# Objective 1
Say whether each statement agrees with the text on family photographer pay, answering yes or no and quoting the deciding words: (a) The text says most family photographers are underpaid because they are doing something wrong. (b) The text says a photographer needs to understand seven specific numbers. (c) The text counts pet expenses among household monthly costs.
# Objective 2
Copy the passage of the text on family photographer pay between "One of the biggest" and "your life functioning.", inclusive.
# Objective 3
Translate this sentence from the text on family photographer pay into Spanish: "Your business exists to support your life."

If you are a family photographer who feels busy and booked, yet unsure what you should actually be paying yourself each month, you are not alone.
I have conversations with photographers all the time who tell me some version of this: “I’m working. I’m booking clients. I’m bringing money in. But I still don’t know what I’m supposed to pay myself.” And underneath that confusion is often a quiet layer of comparison. It feels like everyone else online has it figured out. Everyone else seems confident about their pricing and their income.
Let me say something clearly: most family photographers are not underpaid because they’re doing something wrong. They’re underpaid because they’re missing a clear system for determining their pay.
If you want to stop guessing your pay as a family photographer, you need to understand seven specific numbers. Without them, your income goal is just a hopeful estimate. With them, you can finally see what your business actually needs to generate — and why.
Let’s walk through those numbers.
Or just read on…
Before we talk about your photography business at all, we need to talk about your household.
One of the biggest mistakes I see family photographers make is setting an income goal without knowing what it actually costs to run their lives each month. They pick a number that “sounds good,” or that matches what someone else said they make, but they have no idea whether that number supports their home.
Your household’s monthly costs include your mortgage or rent, utilities, groceries, insurance, childcare, transportation, debt payments, subscriptions, and even pet expenses. It’s the real, unfiltered total of what it takes to keep your life functioning.
Your business exists to support your life. Not the other way around.
If you don’t know this number, then every income goal you set is built on a guess. Clarity begins here. Sit down, review your statements, and calculate your household’s actual monthly cost. This is not dramatic. It’s responsible (come on, you CAN do this step of adulting!)

# Rows
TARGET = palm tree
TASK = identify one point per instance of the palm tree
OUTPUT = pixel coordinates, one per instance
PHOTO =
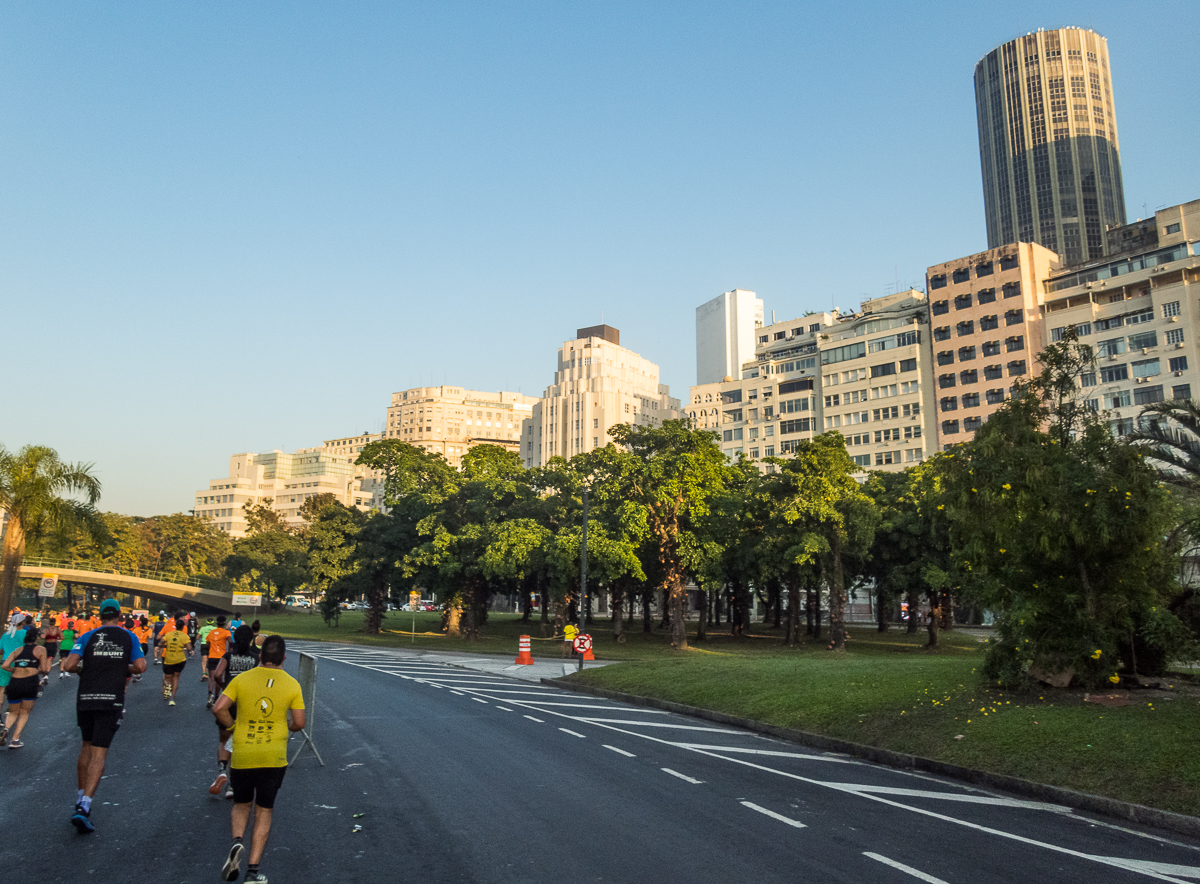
(1173, 440)
(31, 483)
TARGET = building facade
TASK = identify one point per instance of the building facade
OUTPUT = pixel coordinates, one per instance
(1048, 143)
(451, 420)
(985, 318)
(598, 385)
(867, 376)
(726, 330)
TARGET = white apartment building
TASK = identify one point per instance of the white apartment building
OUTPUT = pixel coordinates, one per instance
(867, 374)
(451, 420)
(283, 481)
(598, 385)
(1139, 311)
(726, 330)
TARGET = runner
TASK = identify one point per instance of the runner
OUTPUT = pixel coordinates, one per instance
(105, 659)
(175, 650)
(219, 637)
(24, 667)
(239, 659)
(65, 645)
(202, 635)
(259, 750)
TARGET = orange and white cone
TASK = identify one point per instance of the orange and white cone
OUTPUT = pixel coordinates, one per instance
(525, 657)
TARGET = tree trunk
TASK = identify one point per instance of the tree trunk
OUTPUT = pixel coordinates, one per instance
(13, 551)
(677, 600)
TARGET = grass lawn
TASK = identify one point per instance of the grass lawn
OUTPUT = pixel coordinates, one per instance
(885, 691)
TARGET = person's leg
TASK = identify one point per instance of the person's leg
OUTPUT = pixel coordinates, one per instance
(262, 830)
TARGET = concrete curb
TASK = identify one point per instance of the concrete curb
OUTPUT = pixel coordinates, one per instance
(1125, 811)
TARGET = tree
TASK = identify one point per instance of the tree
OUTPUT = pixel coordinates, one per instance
(33, 485)
(672, 471)
(1062, 530)
(831, 517)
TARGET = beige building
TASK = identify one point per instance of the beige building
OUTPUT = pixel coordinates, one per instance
(283, 481)
(864, 374)
(451, 420)
(598, 385)
(985, 314)
(1139, 310)
(1048, 143)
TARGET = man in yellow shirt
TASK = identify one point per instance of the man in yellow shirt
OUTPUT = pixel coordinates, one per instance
(271, 707)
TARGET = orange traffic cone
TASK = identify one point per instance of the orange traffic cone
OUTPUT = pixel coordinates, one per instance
(523, 656)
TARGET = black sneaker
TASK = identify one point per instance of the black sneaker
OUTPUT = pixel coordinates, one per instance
(82, 821)
(232, 869)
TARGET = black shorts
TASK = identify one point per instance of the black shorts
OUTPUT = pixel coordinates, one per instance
(23, 689)
(99, 726)
(257, 785)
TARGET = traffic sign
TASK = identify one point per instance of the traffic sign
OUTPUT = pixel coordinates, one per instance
(48, 587)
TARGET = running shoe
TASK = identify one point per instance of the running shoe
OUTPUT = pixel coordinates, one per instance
(232, 869)
(82, 821)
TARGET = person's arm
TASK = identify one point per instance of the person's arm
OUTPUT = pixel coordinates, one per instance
(221, 711)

# Exercise response 1
(a) No: "most family photographers are not underpaid because they’re doing something wrong."
(b) Yes: "you need to understand seven specific numbers."
(c) Yes: "subscriptions, and even pet expenses."

# Exercise response 2
One of the biggest mistakes I see family photographers make is setting an income goal without knowing what it actually costs to run their lives each month. They pick a number that “sounds good,” or that matches what someone else said they make, but they have no idea whether that number supports their home.
Your household’s monthly costs include your mortgage or rent, utilities, groceries, insurance, childcare, transportation, debt payments, subscriptions, and even pet expenses. It’s the real, unfiltered total of what it takes to keep your life functioning.

# Exercise response 3
Tu negocio existe para sostener tu vida.